### Challenge
Please copy the listing below from the line containing "light in this photo." through its final line, keeping the requests as they are and increasing every coordinate in the answers by 23.

***** Record set *****

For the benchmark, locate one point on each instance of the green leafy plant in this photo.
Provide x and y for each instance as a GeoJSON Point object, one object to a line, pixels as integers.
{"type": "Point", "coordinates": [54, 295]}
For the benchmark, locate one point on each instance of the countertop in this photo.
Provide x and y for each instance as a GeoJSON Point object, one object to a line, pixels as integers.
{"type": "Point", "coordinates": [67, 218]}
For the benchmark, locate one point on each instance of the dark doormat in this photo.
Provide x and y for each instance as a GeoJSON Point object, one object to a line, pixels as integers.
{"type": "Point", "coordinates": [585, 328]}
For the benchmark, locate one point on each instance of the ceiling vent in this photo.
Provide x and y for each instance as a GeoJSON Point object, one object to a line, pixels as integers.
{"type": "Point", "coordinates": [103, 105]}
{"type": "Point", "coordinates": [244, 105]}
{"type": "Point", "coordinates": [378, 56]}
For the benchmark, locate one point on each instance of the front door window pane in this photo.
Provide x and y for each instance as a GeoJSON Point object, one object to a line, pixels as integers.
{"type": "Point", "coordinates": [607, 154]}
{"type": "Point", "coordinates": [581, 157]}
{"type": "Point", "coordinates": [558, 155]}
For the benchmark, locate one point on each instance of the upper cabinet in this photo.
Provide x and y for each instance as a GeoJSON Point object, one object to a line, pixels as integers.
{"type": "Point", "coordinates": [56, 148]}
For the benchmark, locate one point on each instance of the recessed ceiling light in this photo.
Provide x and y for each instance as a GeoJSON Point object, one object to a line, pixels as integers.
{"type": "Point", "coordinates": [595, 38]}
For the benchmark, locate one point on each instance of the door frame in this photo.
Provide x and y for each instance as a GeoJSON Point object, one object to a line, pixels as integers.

*****

### Expected answer
For the benchmark, locate one point on each instance of the recessed ceiling light in this photo.
Provide x and y for each instance as a GeoJSON Point object, one object to a line, pixels as integers.
{"type": "Point", "coordinates": [618, 61]}
For the benchmark, locate one point on each instance of the door frame in this photo.
Provide x and y for each instance as a GeoJSON Point object, one object to a line, pixels as integers.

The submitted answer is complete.